From the line that includes "Target: white flower cluster" to the last line of the records, inclusive, repeat each line exactly.

** BEGIN Given records **

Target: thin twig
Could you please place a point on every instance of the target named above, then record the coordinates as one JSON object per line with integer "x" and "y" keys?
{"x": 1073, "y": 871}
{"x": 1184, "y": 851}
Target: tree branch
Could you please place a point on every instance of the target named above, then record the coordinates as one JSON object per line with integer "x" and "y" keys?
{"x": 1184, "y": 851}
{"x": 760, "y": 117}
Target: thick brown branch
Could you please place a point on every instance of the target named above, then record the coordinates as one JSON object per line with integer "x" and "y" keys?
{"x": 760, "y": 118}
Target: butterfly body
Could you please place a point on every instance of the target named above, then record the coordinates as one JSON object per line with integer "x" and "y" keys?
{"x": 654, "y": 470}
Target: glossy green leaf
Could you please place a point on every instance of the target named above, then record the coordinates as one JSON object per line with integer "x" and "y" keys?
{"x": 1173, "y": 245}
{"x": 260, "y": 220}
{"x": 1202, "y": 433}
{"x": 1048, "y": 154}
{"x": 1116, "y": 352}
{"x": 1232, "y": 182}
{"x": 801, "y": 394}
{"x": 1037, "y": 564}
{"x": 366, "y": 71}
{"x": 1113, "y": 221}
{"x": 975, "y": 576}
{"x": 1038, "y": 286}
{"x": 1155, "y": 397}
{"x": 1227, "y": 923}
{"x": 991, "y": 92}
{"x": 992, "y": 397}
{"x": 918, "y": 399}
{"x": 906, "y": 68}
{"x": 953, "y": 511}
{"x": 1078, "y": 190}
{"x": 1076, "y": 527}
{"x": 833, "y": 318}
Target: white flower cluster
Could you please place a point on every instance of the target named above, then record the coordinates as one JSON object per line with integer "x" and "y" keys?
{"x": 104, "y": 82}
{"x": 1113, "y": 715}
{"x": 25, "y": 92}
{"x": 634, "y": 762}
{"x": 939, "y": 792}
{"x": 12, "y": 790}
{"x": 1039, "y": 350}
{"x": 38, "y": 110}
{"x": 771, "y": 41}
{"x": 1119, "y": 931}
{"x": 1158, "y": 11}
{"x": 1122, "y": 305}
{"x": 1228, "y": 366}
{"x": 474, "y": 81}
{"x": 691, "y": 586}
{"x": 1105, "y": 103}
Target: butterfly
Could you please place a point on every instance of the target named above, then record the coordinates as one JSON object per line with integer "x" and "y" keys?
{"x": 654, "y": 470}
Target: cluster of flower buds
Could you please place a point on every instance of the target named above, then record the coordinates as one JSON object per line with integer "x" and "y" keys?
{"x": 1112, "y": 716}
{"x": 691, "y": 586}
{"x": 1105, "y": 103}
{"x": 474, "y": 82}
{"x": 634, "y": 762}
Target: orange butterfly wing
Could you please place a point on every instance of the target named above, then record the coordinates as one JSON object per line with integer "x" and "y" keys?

** END Given records **

**Solution to this task:**
Target: white flower cluster
Could you please place a point on every instance of the target named above, then record the coordinates as one JSON object per line with integer "x" and "y" keys?
{"x": 104, "y": 82}
{"x": 1113, "y": 715}
{"x": 25, "y": 92}
{"x": 634, "y": 762}
{"x": 939, "y": 792}
{"x": 12, "y": 790}
{"x": 1039, "y": 350}
{"x": 38, "y": 110}
{"x": 771, "y": 41}
{"x": 1119, "y": 931}
{"x": 1158, "y": 11}
{"x": 1122, "y": 305}
{"x": 1228, "y": 366}
{"x": 474, "y": 81}
{"x": 691, "y": 586}
{"x": 1105, "y": 103}
Target: butterfly
Could you please place a point on every instance of the target named above, then record the coordinates as one JSON object per line with integer "x" and "y" keys?
{"x": 654, "y": 470}
Target: cluster of flower buds
Could you please place a point on every instance of the target named above, then record the coordinates as one JSON object per line with integer "x" and "y" keys?
{"x": 1112, "y": 716}
{"x": 691, "y": 586}
{"x": 1105, "y": 103}
{"x": 474, "y": 82}
{"x": 634, "y": 762}
Target: orange butterfly wing
Could you please place a point on every instance of the target named above, then record the coordinates as one JSON object per line with integer "x" and "y" keys?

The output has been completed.